## What needs to be done
According to the text on Europe and the Ukraine conflict, what is keeping long-term peace negotiations stalled?

## Text passage
-- START --

Europe and the Ukraine Conflict

On other fronts, the Kyiv-Moscow truce raised expectations from Trump, who hoped it would be the “beginning of the end” of the war. Long-term peace negotiations remain stalled over territorial disputes in the Donetsk region. Additionally, outlets such as Euronews noted that in practice the agreement mainly ensured that Ukraine would refrain from striking Moscow during the military parade in Red Square commemorating the Soviet victory over Nazi Germany.

These protracted wars in Eastern Europe and the Middle East have tested the loyalties of the various actors involved. It is clear that Europe fears Trump’s unpredictability and his willingness to act decisively; NATO and European authorities are therefore attempting to regroup and build an independent power base. Their precarious economic situation, internal political divisions, and lack of military readiness can only succeed if Russia’s economic and military decline continues.

The military and commercial cooperation between the UAE and Israel — demonstrated by the Emiratis’ defense against Iranian attacks — sends a clear signal that the Abraham Accords are working and represent a trend that could contribute to regional stability.

-- END --

## Provided material
-- START --

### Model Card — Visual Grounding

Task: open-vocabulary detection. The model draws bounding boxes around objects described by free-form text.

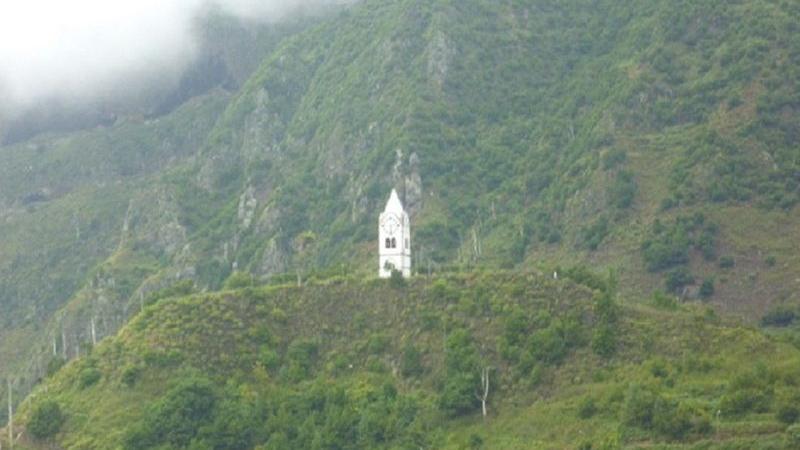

-- END --

## Task answer
Territorial disputes in the Donetsk region.